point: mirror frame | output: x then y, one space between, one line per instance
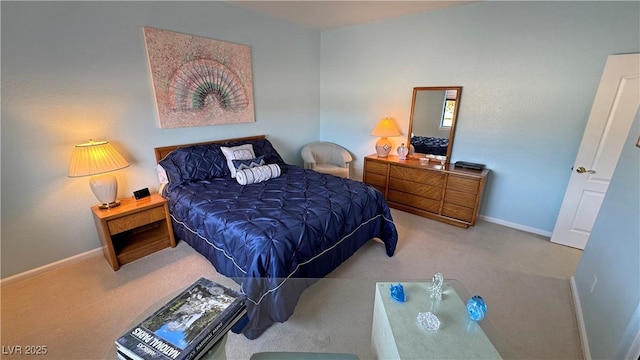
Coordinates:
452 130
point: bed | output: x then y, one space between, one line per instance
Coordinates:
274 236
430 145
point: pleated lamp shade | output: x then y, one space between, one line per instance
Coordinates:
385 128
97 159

• • • •

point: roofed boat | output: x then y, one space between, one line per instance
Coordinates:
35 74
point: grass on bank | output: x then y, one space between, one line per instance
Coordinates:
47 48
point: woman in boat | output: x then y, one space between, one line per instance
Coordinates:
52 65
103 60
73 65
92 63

• • • •

> **Exercise instructions**:
Go through the data above and copy each line in which "then" appears.

> **Response area**:
point: mirror frame | output: x then y, one space between, one line per instance
point: bed | output: x then y, one space between, one line per instance
point: pleated lamp shade | output: x then y, one space between, one line per instance
point: roofed boat | output: x then y, one space between, one line per instance
point: grass on bank | output: x then y, one space between, one line per instance
point: woman in boat | output: x then y, one space between, one line per instance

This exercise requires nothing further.